- **Work to do**: Pull out each line of the records that contains the word "window" and copy those lines in full.

-- start Task inputs --

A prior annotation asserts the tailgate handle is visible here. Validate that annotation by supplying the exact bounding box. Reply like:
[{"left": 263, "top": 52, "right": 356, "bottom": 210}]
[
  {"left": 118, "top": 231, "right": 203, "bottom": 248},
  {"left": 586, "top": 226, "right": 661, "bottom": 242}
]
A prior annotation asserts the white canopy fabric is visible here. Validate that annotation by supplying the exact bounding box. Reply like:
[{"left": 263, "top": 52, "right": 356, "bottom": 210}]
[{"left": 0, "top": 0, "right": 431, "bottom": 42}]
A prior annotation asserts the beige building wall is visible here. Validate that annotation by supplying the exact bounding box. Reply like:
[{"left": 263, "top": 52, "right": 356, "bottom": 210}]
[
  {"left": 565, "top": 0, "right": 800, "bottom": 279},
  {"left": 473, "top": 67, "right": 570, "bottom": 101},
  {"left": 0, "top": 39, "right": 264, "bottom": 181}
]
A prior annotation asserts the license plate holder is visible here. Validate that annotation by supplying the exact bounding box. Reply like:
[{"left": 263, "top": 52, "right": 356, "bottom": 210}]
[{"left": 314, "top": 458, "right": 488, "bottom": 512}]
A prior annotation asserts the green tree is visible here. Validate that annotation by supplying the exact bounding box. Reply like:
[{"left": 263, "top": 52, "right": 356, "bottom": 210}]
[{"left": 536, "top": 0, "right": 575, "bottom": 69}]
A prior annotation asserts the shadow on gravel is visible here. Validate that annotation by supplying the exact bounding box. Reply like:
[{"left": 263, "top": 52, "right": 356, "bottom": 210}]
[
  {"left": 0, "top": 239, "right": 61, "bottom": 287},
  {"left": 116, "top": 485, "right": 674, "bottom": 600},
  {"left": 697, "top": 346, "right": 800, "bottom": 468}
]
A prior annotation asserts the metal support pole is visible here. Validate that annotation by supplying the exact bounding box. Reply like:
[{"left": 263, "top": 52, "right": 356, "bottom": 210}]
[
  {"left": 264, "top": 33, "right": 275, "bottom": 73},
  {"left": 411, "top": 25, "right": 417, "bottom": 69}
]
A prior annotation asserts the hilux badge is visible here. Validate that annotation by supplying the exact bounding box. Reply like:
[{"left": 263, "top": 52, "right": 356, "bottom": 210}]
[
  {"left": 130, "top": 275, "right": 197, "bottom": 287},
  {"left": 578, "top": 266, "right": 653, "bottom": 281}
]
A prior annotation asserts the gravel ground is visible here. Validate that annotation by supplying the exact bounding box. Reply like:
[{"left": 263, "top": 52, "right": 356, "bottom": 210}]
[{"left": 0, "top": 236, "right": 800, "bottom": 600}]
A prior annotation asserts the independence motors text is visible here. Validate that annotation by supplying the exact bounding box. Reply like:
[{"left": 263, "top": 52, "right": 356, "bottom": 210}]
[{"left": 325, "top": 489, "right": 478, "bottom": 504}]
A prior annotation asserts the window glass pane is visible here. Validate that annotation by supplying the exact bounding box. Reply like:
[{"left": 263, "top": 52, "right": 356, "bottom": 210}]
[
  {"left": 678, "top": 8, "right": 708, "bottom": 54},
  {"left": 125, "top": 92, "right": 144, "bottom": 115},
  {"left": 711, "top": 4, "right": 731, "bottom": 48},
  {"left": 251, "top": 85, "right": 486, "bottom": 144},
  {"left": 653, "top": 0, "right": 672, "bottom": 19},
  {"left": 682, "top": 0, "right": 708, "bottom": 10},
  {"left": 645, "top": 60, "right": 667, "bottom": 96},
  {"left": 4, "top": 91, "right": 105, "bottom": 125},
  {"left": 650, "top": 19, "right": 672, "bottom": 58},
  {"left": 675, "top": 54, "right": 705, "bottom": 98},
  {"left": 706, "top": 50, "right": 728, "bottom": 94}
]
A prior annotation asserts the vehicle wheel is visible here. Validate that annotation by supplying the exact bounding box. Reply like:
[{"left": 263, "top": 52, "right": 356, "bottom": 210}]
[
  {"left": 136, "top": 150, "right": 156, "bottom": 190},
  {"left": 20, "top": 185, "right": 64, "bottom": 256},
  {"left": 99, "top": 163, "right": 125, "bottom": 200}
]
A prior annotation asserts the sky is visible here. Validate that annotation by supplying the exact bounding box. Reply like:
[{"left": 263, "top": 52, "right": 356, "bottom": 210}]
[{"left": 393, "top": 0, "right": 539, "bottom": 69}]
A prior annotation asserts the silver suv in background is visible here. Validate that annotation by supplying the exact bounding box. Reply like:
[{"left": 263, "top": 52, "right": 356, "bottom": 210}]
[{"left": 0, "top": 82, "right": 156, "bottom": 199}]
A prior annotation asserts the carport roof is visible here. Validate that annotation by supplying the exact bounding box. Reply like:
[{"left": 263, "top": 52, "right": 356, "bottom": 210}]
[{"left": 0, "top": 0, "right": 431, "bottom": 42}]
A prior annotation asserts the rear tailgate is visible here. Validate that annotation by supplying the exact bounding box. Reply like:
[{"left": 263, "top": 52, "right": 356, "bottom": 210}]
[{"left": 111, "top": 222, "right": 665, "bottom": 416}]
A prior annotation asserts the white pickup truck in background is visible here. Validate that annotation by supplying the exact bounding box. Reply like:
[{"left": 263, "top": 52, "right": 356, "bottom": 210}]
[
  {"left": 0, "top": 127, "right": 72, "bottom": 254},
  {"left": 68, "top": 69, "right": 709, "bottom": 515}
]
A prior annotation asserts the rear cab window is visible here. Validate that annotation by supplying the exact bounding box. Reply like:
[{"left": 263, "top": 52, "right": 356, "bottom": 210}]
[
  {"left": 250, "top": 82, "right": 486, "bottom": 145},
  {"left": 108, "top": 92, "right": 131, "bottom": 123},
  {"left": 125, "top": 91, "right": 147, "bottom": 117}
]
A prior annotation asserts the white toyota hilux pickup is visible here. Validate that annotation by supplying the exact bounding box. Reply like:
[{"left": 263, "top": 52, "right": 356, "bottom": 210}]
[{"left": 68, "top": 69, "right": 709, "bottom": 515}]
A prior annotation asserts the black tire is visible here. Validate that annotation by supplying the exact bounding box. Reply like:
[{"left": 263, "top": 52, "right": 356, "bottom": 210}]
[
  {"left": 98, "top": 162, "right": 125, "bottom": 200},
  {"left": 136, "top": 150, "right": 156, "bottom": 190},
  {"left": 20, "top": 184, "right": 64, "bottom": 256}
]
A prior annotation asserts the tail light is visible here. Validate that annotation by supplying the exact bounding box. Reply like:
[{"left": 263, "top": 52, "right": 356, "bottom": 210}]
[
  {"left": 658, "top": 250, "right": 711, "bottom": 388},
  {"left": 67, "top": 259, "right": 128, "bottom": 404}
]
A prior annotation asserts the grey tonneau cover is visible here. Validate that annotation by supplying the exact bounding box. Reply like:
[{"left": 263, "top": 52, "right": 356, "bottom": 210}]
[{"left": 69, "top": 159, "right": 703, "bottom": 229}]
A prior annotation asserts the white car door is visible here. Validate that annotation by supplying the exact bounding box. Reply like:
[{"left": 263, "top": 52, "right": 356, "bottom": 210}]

-- end Task inputs --

- **Finished task**:
A prior annotation asserts the window glass pane is visible here. Validate that annotation by supplying the exact bounding box. Reply like:
A prior annotation asserts the rear cab window is visible here. Validate that annotation by supplying the exact bounding box. Reply like:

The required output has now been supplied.